• Exercise directions: Retype the line containing "Put a point on every instance of the man's ear." and each later line through the end of the listing, exactly as written, with no other lines.

★ ★ ★ ★ ★ ★ ★

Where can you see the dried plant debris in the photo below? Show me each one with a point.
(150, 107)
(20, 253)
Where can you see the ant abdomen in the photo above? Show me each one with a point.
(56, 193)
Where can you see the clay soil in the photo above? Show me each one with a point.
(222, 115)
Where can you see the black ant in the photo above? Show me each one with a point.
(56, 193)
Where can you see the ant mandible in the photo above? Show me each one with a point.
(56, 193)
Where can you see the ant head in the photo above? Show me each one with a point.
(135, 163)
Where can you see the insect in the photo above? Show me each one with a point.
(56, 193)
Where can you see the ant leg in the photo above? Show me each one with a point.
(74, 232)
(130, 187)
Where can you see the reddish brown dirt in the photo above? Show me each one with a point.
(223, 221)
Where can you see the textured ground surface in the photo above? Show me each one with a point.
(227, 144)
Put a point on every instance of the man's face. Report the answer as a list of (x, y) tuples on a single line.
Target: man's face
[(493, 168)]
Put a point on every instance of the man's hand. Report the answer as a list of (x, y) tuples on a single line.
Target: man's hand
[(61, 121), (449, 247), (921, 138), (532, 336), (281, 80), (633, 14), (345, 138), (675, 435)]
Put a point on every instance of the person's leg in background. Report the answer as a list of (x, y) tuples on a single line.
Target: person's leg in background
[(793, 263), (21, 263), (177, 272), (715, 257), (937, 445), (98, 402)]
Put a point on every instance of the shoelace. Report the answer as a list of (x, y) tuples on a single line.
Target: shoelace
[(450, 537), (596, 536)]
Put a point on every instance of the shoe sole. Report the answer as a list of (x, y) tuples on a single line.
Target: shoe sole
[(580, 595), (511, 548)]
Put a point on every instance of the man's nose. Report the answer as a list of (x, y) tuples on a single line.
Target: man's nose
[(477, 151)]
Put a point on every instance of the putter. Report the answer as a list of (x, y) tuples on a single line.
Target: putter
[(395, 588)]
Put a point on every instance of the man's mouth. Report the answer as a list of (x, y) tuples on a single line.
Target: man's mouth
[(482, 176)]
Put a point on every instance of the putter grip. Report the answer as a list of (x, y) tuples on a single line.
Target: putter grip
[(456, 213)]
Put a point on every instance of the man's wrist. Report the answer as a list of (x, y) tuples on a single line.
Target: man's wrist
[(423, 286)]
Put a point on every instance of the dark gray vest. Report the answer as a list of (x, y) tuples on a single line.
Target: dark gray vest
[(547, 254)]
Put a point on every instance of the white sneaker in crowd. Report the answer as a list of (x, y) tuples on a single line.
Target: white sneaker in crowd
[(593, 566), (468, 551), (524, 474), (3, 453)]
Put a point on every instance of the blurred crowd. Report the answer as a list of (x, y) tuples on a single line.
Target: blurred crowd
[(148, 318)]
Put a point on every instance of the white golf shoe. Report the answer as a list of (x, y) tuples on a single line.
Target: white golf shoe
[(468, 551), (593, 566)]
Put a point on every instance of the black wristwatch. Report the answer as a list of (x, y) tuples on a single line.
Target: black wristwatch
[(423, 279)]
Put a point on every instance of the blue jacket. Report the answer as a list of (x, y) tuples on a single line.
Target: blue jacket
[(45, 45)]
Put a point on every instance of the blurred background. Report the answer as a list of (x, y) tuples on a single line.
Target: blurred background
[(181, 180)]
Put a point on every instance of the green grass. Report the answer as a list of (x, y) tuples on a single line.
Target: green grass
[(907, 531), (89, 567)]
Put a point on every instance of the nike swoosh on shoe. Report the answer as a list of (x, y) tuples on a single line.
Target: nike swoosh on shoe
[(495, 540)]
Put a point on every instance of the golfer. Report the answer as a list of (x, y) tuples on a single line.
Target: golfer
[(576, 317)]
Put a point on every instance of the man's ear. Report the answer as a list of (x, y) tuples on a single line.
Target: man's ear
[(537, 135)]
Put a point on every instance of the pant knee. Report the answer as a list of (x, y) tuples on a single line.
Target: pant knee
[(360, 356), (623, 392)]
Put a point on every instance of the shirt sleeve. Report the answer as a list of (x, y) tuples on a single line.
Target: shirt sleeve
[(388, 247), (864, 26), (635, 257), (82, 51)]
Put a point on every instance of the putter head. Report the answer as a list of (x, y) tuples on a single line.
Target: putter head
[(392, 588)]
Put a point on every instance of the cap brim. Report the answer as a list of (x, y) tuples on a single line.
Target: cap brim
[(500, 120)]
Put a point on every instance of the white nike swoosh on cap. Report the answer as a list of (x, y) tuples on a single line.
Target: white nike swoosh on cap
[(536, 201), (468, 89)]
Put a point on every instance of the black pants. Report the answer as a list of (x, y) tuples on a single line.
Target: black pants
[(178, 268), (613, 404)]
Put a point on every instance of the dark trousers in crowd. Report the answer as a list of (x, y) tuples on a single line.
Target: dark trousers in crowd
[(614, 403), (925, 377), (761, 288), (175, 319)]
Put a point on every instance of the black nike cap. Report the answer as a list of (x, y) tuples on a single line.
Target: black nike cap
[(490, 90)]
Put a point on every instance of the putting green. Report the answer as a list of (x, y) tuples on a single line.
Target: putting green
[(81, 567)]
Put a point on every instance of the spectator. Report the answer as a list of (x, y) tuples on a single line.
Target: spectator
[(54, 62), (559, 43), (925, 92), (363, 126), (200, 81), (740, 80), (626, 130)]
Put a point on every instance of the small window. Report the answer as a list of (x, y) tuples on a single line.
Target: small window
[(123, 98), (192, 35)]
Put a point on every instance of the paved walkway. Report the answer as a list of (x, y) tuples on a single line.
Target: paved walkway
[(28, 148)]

★ ★ ★ ★ ★ ★ ★

• Written solution:
Put a point on every instance of the man's ear. Report the answer as a list of (x, y) tuples on a single line.
Target: man's ear
[(537, 135)]
Put a point on every instance of the pant knee. Report the answer as a list of (x, y) tuples on a single line.
Target: pant knee
[(360, 356), (623, 392)]
Put a point on every instance of the shirt sleeve. Report the answer as a list of (x, y) tuples on a single line.
Target: shirt sleeve
[(388, 247), (864, 26), (635, 257), (82, 51)]
Put a point on every instance of the putter head. Report the answer as a list of (x, y) tuples on a single line.
Target: putter head
[(392, 588)]
Put a point on every instance of the cap brim. Report the answer as a list of (x, y) tuples on a single line.
Target: cap brim
[(500, 120)]
Put a point on every instance of the white nike swoosh on cap. Report the answer as a list of (x, y) tuples on a single line.
Target: white nike swoosh on cap
[(536, 201), (468, 89)]
Put a point on every instance of the black pants. Report the answer as a list of (x, y) tuples on a single line.
Target: black pants
[(178, 268), (613, 404)]
Put a point on every instance of the dark trousers in crowd. Report the answer as a list of (x, y) tuples on a single line.
Target: dark trousers in crowd
[(614, 403), (925, 377), (761, 288), (175, 319)]
Put a point on every instance of the black nike cap. Report the answer as a list of (x, y) tuples on a single line.
Target: black nike cap
[(490, 90)]
Put a point on every instance of the putting green. Report the answer as a list of (x, y) tuples on a single line.
Target: putting green
[(81, 567)]
Put a point on every instance of the spectator. Report the answer as a list of (x, y) tuples on a single line.
Target: spectator
[(54, 62), (559, 43), (925, 92), (363, 126), (200, 81), (740, 80), (626, 130)]
Put a point on every instance of the small window. Report the answer as a list of (x, y) tuples on a single line.
Target: small window
[(123, 98), (192, 35)]
Put a point on every instance of the paved walkway. Report the answer as a list of (x, y) tuples on a single line.
Target: paved walkway
[(28, 148)]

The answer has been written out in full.